### TASK DETAILS
Retype everything from the row that contains "Expected: a single pin indicated on each instance of the shower" down to the last of the rows below, copying each one without any change.

** begin **

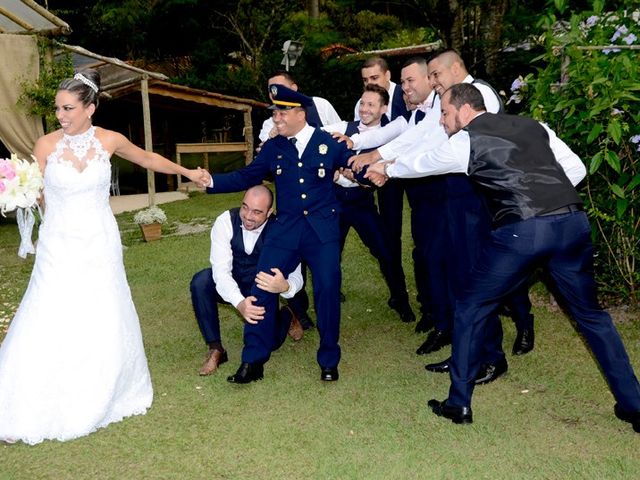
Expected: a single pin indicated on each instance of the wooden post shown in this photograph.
(148, 138)
(248, 136)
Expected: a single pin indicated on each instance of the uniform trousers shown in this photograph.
(323, 260)
(391, 207)
(562, 245)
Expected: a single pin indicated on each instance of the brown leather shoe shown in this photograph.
(296, 332)
(214, 359)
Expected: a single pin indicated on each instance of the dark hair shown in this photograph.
(451, 56)
(384, 95)
(465, 93)
(265, 191)
(419, 60)
(283, 73)
(373, 61)
(85, 91)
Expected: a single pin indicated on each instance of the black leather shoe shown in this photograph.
(455, 414)
(329, 374)
(434, 342)
(425, 324)
(632, 417)
(247, 372)
(403, 308)
(440, 367)
(491, 371)
(524, 342)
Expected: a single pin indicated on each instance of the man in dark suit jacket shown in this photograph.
(237, 237)
(527, 177)
(302, 161)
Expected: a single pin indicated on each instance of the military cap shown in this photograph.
(284, 98)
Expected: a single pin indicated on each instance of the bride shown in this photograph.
(73, 359)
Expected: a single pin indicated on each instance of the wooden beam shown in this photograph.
(248, 137)
(190, 97)
(148, 138)
(112, 60)
(210, 147)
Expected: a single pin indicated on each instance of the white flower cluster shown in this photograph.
(150, 215)
(20, 183)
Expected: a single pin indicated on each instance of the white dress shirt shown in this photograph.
(222, 260)
(326, 112)
(453, 155)
(429, 134)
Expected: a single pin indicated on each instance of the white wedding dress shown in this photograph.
(73, 359)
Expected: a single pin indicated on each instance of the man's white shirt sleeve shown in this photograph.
(573, 167)
(451, 156)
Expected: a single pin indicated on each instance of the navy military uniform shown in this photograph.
(306, 229)
(535, 223)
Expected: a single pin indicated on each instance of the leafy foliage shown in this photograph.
(589, 91)
(38, 97)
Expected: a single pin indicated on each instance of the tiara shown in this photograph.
(86, 81)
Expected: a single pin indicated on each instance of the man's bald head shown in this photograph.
(446, 68)
(256, 207)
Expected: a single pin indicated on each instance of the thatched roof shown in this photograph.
(27, 17)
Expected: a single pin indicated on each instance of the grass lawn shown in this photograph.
(550, 417)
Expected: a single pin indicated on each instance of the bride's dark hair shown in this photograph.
(85, 84)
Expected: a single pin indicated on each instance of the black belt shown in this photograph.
(574, 207)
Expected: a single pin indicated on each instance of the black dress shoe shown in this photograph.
(632, 417)
(455, 414)
(491, 371)
(425, 324)
(403, 308)
(524, 342)
(440, 367)
(434, 342)
(247, 372)
(329, 374)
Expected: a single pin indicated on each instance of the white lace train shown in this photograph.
(73, 359)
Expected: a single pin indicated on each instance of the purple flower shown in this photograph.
(517, 84)
(619, 32)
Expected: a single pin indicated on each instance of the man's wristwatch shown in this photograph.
(386, 169)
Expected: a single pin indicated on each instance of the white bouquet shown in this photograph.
(20, 185)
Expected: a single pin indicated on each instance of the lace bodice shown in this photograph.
(78, 174)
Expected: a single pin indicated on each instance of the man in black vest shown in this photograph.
(237, 237)
(375, 71)
(527, 177)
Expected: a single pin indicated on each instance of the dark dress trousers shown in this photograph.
(538, 221)
(306, 229)
(205, 297)
(358, 210)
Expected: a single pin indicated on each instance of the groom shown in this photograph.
(302, 160)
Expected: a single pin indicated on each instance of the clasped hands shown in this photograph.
(200, 177)
(275, 283)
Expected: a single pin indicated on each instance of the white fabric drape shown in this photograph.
(20, 63)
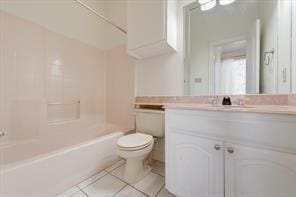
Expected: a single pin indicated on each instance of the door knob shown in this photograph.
(217, 147)
(230, 150)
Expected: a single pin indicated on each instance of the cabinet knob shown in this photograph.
(217, 147)
(230, 150)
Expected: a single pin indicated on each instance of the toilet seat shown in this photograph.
(133, 142)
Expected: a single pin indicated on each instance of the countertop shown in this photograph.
(270, 109)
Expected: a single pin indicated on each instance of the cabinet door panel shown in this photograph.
(252, 172)
(194, 167)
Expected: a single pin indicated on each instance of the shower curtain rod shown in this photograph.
(99, 15)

** end **

### PROBLEM SOLUTION
Expected: a single pin indicated on each instance of the shower curtain rod shown in this photograph.
(99, 15)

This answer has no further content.